What is needed:
Skip the images; return every entry exactly.

Entries shown:
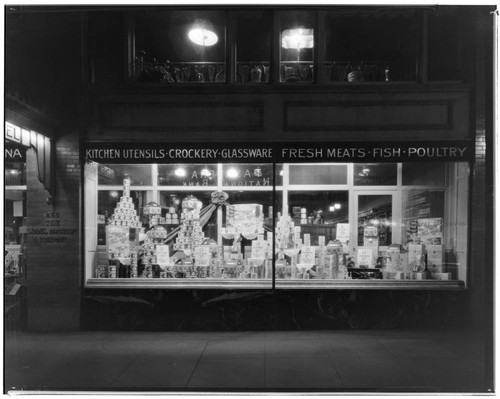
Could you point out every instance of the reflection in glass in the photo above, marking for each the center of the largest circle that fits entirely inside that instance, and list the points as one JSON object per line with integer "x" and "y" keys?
{"x": 319, "y": 212}
{"x": 253, "y": 44}
{"x": 424, "y": 173}
{"x": 365, "y": 49}
{"x": 318, "y": 174}
{"x": 248, "y": 175}
{"x": 14, "y": 214}
{"x": 297, "y": 47}
{"x": 374, "y": 213}
{"x": 419, "y": 205}
{"x": 187, "y": 175}
{"x": 168, "y": 49}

Result of this task:
Could you point out every instance of the reflection in glass in the photo above, marking for each the center of the largest circle that fits entirely inside that instance, and list the points as one JSON object per line with integer "x" and "y" keys?
{"x": 319, "y": 212}
{"x": 253, "y": 44}
{"x": 424, "y": 173}
{"x": 365, "y": 49}
{"x": 318, "y": 174}
{"x": 248, "y": 175}
{"x": 14, "y": 214}
{"x": 297, "y": 47}
{"x": 374, "y": 213}
{"x": 419, "y": 205}
{"x": 187, "y": 175}
{"x": 168, "y": 49}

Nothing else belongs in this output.